TASK DETAILS
Please extract every line in the material below that contains the word "picture". Letter case matters.

[Recorded data]
= = = = =
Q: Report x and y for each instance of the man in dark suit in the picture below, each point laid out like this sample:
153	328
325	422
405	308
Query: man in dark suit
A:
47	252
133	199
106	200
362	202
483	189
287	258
= = = = =
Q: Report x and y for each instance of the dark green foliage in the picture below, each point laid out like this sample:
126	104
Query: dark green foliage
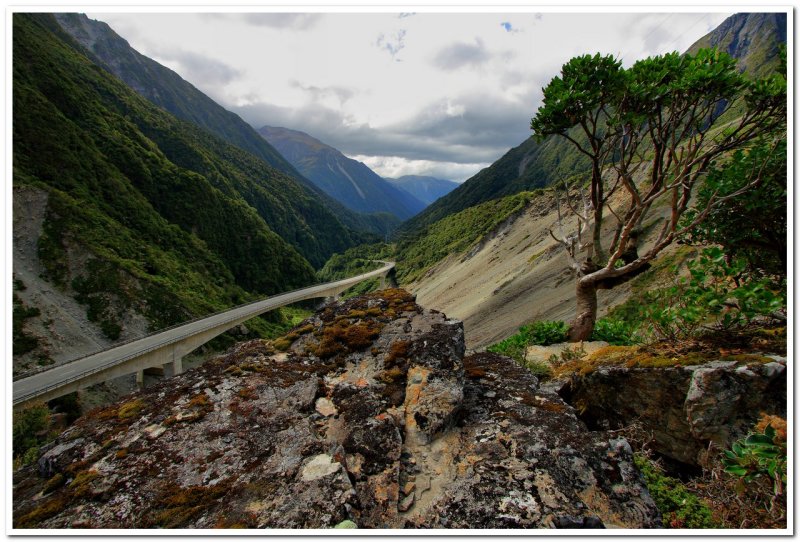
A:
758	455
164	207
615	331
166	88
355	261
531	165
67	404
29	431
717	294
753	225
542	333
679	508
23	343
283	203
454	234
= = = = =
TASK RESULT
Q: Report x and y for each instance of the man in dark suit in the picture below, each point laid out like this sample:
Q: Report x and y for each instance of the dark green foliage in the picture below, each point laid out like this sample:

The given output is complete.